* [PROBLEM TO WORK ON] Print all the records exactly, please.

(Entries taken from a collection)
§

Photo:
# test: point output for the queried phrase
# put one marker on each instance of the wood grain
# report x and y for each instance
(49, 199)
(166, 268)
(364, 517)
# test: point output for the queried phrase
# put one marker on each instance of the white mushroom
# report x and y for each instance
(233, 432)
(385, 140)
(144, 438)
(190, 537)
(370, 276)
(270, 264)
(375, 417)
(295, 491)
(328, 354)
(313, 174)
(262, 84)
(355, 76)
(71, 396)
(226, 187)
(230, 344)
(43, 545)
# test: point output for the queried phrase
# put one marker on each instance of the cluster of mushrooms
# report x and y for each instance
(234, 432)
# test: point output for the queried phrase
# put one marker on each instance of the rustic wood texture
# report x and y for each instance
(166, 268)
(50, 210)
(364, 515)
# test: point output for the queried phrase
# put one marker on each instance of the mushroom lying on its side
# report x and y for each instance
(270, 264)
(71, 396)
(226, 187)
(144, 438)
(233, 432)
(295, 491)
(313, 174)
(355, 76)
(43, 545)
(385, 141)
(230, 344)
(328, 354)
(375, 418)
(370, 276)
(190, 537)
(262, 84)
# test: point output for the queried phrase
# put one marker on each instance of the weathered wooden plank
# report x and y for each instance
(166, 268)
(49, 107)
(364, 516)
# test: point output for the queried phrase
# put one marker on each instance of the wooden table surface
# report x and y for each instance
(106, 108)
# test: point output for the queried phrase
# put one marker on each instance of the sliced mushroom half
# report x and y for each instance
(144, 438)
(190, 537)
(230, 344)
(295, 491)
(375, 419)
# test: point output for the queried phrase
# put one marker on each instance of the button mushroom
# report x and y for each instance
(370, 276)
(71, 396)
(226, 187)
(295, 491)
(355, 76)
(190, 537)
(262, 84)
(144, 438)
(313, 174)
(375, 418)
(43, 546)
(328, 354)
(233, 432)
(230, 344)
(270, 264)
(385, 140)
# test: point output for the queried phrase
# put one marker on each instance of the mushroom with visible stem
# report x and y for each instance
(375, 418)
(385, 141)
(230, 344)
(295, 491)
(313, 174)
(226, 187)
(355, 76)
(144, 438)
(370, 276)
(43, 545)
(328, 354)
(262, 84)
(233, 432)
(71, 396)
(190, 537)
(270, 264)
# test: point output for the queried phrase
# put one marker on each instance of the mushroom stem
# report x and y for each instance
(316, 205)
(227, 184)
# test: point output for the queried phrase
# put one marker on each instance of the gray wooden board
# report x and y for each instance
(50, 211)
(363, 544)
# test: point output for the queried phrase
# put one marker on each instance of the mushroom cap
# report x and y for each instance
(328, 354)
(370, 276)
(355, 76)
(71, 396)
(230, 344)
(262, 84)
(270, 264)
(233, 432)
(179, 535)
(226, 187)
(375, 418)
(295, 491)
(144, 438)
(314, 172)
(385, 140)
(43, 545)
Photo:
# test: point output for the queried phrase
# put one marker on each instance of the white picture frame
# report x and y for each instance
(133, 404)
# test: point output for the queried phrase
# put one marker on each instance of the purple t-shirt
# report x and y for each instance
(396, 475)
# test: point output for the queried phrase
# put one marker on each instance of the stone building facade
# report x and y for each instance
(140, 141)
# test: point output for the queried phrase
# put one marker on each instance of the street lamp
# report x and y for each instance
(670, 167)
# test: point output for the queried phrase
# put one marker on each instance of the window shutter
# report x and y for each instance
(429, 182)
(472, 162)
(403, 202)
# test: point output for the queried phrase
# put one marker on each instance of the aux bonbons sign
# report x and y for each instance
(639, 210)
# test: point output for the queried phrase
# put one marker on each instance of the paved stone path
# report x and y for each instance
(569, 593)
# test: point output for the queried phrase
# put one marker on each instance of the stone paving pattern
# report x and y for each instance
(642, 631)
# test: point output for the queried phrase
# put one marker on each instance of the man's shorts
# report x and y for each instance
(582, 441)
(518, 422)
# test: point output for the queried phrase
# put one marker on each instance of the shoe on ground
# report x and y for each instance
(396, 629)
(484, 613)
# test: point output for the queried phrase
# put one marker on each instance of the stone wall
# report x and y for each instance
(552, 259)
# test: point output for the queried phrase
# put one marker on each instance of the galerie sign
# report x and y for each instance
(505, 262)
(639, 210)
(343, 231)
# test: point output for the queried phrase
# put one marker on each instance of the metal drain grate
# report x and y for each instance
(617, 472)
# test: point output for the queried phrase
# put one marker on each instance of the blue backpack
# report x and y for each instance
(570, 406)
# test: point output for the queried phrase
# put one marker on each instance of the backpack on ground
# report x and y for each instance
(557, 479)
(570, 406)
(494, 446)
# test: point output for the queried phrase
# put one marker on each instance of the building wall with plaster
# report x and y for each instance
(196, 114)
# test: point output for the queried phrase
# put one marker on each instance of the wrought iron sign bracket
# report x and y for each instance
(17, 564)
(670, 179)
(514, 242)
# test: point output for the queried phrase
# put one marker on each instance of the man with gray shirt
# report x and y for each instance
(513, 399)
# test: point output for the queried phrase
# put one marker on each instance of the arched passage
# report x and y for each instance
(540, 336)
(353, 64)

§

* [TASK RESPONSE]
Photo:
# test: point output for the queried phrase
# put one marker on each instance of the wood grain
# report x and y for each instance
(49, 199)
(166, 268)
(364, 517)
# test: point output for the queried phrase
# put one marker on each instance of the white mushroom
# report x and y for each instance
(233, 432)
(385, 140)
(144, 438)
(190, 537)
(370, 276)
(270, 264)
(375, 417)
(295, 491)
(328, 354)
(313, 174)
(262, 84)
(355, 76)
(71, 396)
(226, 187)
(230, 344)
(43, 545)
# test: point output for the queried phrase
# put one marker on each instance of the cluster of mushrooms
# report x and y for each instance
(234, 432)
# test: point output for the queried phrase
# put one marker on each instance of the rustic wood texture
# report x and y for each instance
(166, 268)
(50, 210)
(364, 515)
# test: point output for the queried phrase
# put one marker on each instance of the mushroom lying on its side
# report x and y for each instance
(270, 264)
(71, 396)
(226, 187)
(144, 438)
(233, 432)
(295, 491)
(313, 174)
(355, 76)
(43, 545)
(385, 141)
(230, 344)
(328, 354)
(375, 418)
(370, 276)
(190, 537)
(262, 84)
# test: point output for the queried phrase
# put one marker on each instance of the weathered wooden plank
# report x and y for each instance
(166, 268)
(49, 107)
(364, 516)
# test: point output for the queried phrase
# put one marker on each instance of the wooden table surface
# report x and y for each instance
(106, 108)
# test: point output for the queried phrase
# put one marker on each instance of the sliced mushroom half
# report x and y for each instance
(144, 438)
(190, 537)
(230, 344)
(295, 491)
(375, 419)
# test: point output for the queried phrase
# put one marker on each instance of the button mushroom
# report x and y for each instance
(370, 276)
(71, 396)
(226, 187)
(295, 491)
(355, 76)
(190, 537)
(262, 84)
(144, 438)
(313, 174)
(375, 418)
(43, 546)
(328, 354)
(233, 432)
(230, 344)
(270, 264)
(385, 140)
# test: point output for the queried phrase
# put one marker on each instance of the mushroom with visible stem
# report x and y for each instance
(375, 418)
(385, 141)
(230, 344)
(295, 491)
(313, 174)
(226, 187)
(355, 76)
(144, 438)
(370, 276)
(43, 545)
(328, 354)
(262, 84)
(233, 432)
(71, 396)
(190, 537)
(270, 264)
# test: point output for the queried phrase
# put one marker on each instance of the mushroom stem
# report x and y for each instance
(316, 205)
(227, 184)
# test: point output for the queried phrase
# put one marker on each instance of the gray wooden board
# report x and y for each instance
(50, 211)
(363, 544)
# test: point output for the queried phrase
# put one marker on each instance of the mushroom cap
# report x and y for each instance
(328, 354)
(370, 276)
(355, 76)
(71, 396)
(230, 344)
(262, 84)
(270, 264)
(233, 432)
(179, 535)
(226, 187)
(375, 418)
(295, 491)
(144, 438)
(314, 172)
(385, 140)
(43, 545)
Photo:
# test: point output for the queried phrase
# put one marker on each instance of the white picture frame
# report x and y for each instance
(133, 404)
# test: point output for the queried phrase
# put one marker on each instance of the purple t-shirt
# report x and y for each instance
(396, 475)
# test: point output for the queried phrase
# put one marker on each instance of the stone building facade
# report x and y for each instance
(140, 141)
# test: point output for the queried phrase
# put one marker on each instance of the street lamp
# report x and y for each instance
(670, 167)
# test: point output for the queried phrase
# put one marker on each instance of the window shutter
# report x and y for each instance
(429, 182)
(472, 162)
(403, 202)
# test: point output for the queried phrase
# put one marker on each instance of the aux bonbons sign
# report x and y for each instance
(639, 210)
# test: point output for the queried phrase
# put one marker on each instance of the paved stone path
# report x and y for each instance
(569, 593)
# test: point output for the queried phrase
# put one marker on each instance of the stone paving pattern
# report x and y for each instance
(642, 631)
# test: point output for the queried phrase
# put one marker on each instance of the man's shorts
# report x and y for each instance
(582, 441)
(518, 422)
# test: point output for the queried phrase
# put one marker on each instance of the shoe on ground
# report x and y for each instance
(396, 629)
(484, 613)
# test: point output for the queried phrase
# put one marker on each instance of the stone wall
# report x and y for each instance
(552, 259)
# test: point output for the queried phrase
# put one marker on each instance of the galerie sign
# report x and y for each instance
(505, 262)
(639, 210)
(343, 231)
# test: point output for the queried phrase
# put one marker on each instance of the metal drain grate
# report x and y for each instance
(617, 472)
# test: point output for the queried phrase
# put one marker on each instance of the blue backpack
# report x and y for each instance
(570, 406)
# test: point output for the queried phrase
# put one marker on each instance of the backpack on ground
# report x and y for each instance
(557, 479)
(570, 406)
(494, 446)
# test: point output for the queried phrase
# put one marker on each instance of the building wall with plaster
# report x and y for each instance
(196, 114)
# test: point output for the queried phrase
# put one marker on each instance of the wrought iron sign bracket
# report x and y for each instance
(17, 564)
(670, 179)
(514, 242)
# test: point output for the queried phrase
# put one marker on each instance of the man with gray shirt
# report x and y for each instance
(513, 399)
# test: point output for the queried phrase
# put one marker on each instance of the arched passage
# report x and y for each instance
(540, 336)
(353, 64)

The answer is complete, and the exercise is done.